### EXERCISE AIM
Rewrite every line of the rows below, requests included. In each answer, multiply the point coordinates by 0.3 and round to whole numbers, with halves rounded up. Leave the numbers in the requests and their format samples unchanged.

### DATA FOR THIS EXERCISE
· · · · ·

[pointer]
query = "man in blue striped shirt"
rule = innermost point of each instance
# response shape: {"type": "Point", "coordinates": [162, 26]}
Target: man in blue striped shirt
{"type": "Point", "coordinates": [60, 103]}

· · · · ·

### RESULT OF THIS EXERCISE
[pointer]
query = "man in blue striped shirt"
rule = innermost point of each instance
# response shape: {"type": "Point", "coordinates": [162, 26]}
Target: man in blue striped shirt
{"type": "Point", "coordinates": [18, 31]}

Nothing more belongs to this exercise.